▶ _TASK INSTRUCTIONS_
Copy all entries exactly.

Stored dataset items
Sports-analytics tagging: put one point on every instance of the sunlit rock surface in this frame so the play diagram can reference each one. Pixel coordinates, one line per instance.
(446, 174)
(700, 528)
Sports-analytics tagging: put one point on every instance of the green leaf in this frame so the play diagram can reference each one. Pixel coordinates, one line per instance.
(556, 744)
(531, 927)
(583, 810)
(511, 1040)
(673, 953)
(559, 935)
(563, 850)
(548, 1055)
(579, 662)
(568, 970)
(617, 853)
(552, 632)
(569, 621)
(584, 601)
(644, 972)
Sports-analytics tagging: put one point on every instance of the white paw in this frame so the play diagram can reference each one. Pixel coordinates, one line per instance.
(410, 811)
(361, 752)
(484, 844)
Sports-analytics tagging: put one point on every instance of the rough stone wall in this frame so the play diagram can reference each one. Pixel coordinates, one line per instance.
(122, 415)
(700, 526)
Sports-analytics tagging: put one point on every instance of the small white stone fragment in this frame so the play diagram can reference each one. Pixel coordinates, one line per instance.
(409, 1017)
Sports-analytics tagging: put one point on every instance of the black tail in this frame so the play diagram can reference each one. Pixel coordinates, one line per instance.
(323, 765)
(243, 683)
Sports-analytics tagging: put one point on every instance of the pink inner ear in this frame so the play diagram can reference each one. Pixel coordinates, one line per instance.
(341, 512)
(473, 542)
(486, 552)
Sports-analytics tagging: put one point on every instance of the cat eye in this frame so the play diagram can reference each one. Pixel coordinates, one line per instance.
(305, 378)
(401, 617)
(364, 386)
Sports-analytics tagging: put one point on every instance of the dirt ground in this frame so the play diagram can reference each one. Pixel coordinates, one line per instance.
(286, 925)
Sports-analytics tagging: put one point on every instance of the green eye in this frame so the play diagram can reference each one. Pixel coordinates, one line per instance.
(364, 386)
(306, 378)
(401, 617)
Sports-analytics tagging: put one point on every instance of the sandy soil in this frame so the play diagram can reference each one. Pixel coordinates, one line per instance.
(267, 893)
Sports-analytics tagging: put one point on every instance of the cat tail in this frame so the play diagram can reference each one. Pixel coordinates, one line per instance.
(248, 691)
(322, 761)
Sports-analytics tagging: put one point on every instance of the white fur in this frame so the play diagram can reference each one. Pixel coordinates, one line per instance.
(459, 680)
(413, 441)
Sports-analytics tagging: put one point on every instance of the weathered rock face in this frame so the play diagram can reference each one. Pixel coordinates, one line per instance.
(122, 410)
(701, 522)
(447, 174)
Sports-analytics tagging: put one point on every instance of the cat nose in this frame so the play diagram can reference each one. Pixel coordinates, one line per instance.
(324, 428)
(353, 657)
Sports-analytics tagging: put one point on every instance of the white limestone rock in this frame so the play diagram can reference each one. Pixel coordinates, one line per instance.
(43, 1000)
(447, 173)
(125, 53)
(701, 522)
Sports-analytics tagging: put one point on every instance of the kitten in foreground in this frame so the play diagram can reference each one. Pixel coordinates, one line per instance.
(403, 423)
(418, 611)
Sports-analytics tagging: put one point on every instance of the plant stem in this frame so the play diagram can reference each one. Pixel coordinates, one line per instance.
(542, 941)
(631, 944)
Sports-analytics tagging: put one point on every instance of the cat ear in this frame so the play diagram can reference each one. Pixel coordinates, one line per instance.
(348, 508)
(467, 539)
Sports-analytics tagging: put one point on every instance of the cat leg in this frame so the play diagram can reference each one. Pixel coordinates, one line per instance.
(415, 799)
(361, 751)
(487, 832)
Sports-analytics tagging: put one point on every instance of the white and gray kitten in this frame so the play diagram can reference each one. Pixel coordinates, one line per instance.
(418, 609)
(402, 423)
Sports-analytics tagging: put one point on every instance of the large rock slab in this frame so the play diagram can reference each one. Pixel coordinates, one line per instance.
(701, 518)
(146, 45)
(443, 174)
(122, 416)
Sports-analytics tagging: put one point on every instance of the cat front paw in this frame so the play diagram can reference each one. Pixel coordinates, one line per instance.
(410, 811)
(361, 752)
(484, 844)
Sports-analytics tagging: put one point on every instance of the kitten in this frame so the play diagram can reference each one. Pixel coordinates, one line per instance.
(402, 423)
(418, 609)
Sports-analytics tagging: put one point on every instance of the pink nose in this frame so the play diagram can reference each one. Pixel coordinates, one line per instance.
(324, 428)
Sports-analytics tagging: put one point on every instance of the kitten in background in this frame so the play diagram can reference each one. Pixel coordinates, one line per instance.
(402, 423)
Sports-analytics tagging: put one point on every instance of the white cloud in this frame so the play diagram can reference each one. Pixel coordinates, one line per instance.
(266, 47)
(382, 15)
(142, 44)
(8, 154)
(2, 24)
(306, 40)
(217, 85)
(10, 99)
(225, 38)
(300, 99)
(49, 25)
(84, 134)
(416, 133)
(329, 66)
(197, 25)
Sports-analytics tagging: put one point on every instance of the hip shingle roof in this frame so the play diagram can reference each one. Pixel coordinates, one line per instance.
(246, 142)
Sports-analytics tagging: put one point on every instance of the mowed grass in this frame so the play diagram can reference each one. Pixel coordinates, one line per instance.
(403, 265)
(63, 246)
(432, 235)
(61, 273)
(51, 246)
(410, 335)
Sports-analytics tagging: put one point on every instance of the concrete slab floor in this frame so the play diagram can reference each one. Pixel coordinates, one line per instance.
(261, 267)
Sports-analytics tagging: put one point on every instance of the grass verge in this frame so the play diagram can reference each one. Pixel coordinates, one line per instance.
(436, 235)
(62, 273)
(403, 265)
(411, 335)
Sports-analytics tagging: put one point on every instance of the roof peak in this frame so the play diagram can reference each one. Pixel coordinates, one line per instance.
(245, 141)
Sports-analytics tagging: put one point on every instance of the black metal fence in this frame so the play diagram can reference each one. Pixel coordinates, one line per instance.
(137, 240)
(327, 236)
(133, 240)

▶ _SOLUTION FOR THIS PROBLEM_
Sports-analytics tagging: put one point on every instance of the sunlit rock surface in this frame so the play diagram can reference each one. Pixel coordinates, one line per instance.
(446, 174)
(700, 528)
Sports-analytics tagging: put one point on every instance of the green leaf in this frame so the play diagram can reference each one. Pixel coordinates, one line per instance.
(556, 744)
(531, 927)
(583, 810)
(511, 1040)
(673, 953)
(559, 935)
(563, 850)
(548, 1055)
(579, 662)
(568, 970)
(617, 853)
(552, 632)
(569, 621)
(584, 601)
(644, 972)
Sports-analytics tagging: put one point on every instance of the white paw in this frame so the play diagram can reference each one. Pixel coordinates, one line per instance.
(410, 811)
(361, 752)
(484, 844)
Sports-analytics tagging: put one point on every instance of the rough stone wall in this frame so the play diagram can reference each one. Pixel coordinates, one line per instance.
(122, 415)
(700, 526)
Sports-analytics tagging: put one point on every instance of the small white stone fragment in this frame so the play diagram can reference each one. Pixel coordinates, one line per instance.
(409, 1017)
Sports-analytics tagging: put one point on every instance of the black tail in this frame so the play diagram can reference each one. Pixel coordinates, one line per instance.
(323, 765)
(243, 683)
Sports-analytics tagging: put one point on every instance of the pink inner ear in this frame so the play diagram can reference each one. Pixel coordinates, one line per instance.
(341, 512)
(473, 542)
(486, 552)
Sports-analytics tagging: put one point on every instance of the cat eye in this frame so the play diagram can reference each one. Pixel coordinates, one line per instance.
(305, 378)
(401, 617)
(364, 386)
Sports-analytics tagging: put one point on every instance of the dirt ground in this frame so the play diagram can reference each one. Pixel coordinates, one line per instance.
(286, 925)
Sports-analytics tagging: put one point on every instance of the green eye in this frame so the play diagram can reference each one. Pixel coordinates, one line per instance.
(364, 386)
(306, 378)
(401, 617)
Sports-analytics tagging: put one point on every instance of the sandy soil in this frame so the play diagram can reference each one. Pixel coordinates, one line per instance.
(267, 893)
Sports-analytics tagging: put one point on every instance of the cat tail in this frame so the play diagram can reference each one. Pixel coordinates, one line per instance.
(248, 691)
(322, 761)
Sports-analytics tagging: put one point on every instance of the white fur in this frame so the play diagram can reference each one. Pixel coordinates, one line per instance.
(459, 680)
(413, 441)
Sports-analytics tagging: put one point on every instance of the weathered rock face in this frame so the play diagram can reference each one. Pixel coordinates, one line per instance.
(122, 410)
(701, 522)
(447, 174)
Sports-analytics tagging: put one point on every instance of the cat nose in this frame so the play diagram can reference each one. Pixel coordinates, one line per instance.
(324, 428)
(353, 657)
Sports-analytics tagging: put one point on every instance of the white limestone rock in this frame so the play diagram can reference each one. Pixel coordinates, one line per instance.
(43, 1000)
(447, 173)
(125, 53)
(701, 522)
Sports-analytics tagging: put one point on every instance of the kitten in foreground in this frame so the play diagram can reference each one. Pixel coordinates, one line per instance.
(403, 423)
(418, 611)
Sports-analytics tagging: put one point on every instance of the plant stem in this frame so the play diagram can reference each one. Pixel coordinates, one line per instance.
(542, 941)
(631, 944)
Sports-analytics tagging: put one point on every instance of the cat ear in this frame so the play diagram can reference each one. Pixel coordinates, one line per instance.
(348, 508)
(467, 539)
Sports-analytics tagging: put one point on every instance of the cat leg in this frame so the play diagram can reference each one. Pixel coordinates, one line per instance.
(415, 799)
(361, 751)
(487, 832)
Sports-analytics tagging: put one point on every instance of the white and gray kitten in this frame so the play diagram can reference each one. Pixel coordinates, one line per instance.
(418, 609)
(402, 423)
Sports-analytics tagging: put one point on every instance of the large rock slab in this frame so the play diagram can reference each one. Pixel coordinates, one line per instance.
(701, 518)
(146, 45)
(443, 174)
(122, 416)
Sports-analytics tagging: put one point on every instance of the cat front paw in this frame so the play diagram can reference each one. Pixel coordinates, one line per instance.
(410, 811)
(361, 752)
(484, 844)
Sports-analytics tagging: put one point on every instance of the kitten in this frame so the play diagram can reference each one. Pixel coordinates, one line per instance.
(402, 423)
(418, 609)
Sports-analytics tagging: put one point on every instance of the pink nose in this frame so the play diagram can reference each one. Pixel coordinates, one line per instance.
(324, 428)
Sports-analytics tagging: put one point on every instance of the kitten in background in this frame so the play diagram can reference each one. Pixel coordinates, one line per instance.
(402, 423)
Sports-analytics tagging: put one point on every instance of the white cloud in this frame so the play diagram can reference each one. Pixel coordinates, one line per instance.
(266, 47)
(382, 15)
(142, 44)
(8, 154)
(2, 24)
(306, 40)
(217, 85)
(10, 99)
(225, 38)
(300, 99)
(49, 25)
(84, 134)
(416, 133)
(329, 66)
(197, 25)
Sports-analytics tagging: put one point on every instance of the hip shingle roof in this frame so the play diagram can reference each one. Pixel coordinates, one line per instance.
(246, 142)
Sports-analytics tagging: put one point on every instance of the mowed grass in this frame so the play diagram can reference each one. Pixel coordinates, one line per instance.
(403, 265)
(63, 246)
(432, 235)
(61, 273)
(51, 246)
(410, 335)
Sports-analytics tagging: put one point on every instance of the concrete slab floor in this frame so the play diagram can reference each one. Pixel coordinates, one line per instance.
(261, 267)
Sports-analytics tagging: put one point on every instance of the grass verge in this frame so the play diagram can reference each one. Pixel coordinates, one line per instance.
(436, 235)
(62, 273)
(403, 265)
(411, 335)
Sports-analytics tagging: put one point on every instance of the roof peak in this frame so the play diagram can reference each one. Pixel coordinates, one line per instance.
(245, 141)
Sports-analytics tagging: put one point on every instance of the black metal fence in this frame so the play diagram can reference each one. Pixel coordinates, one line per instance.
(137, 240)
(327, 236)
(133, 240)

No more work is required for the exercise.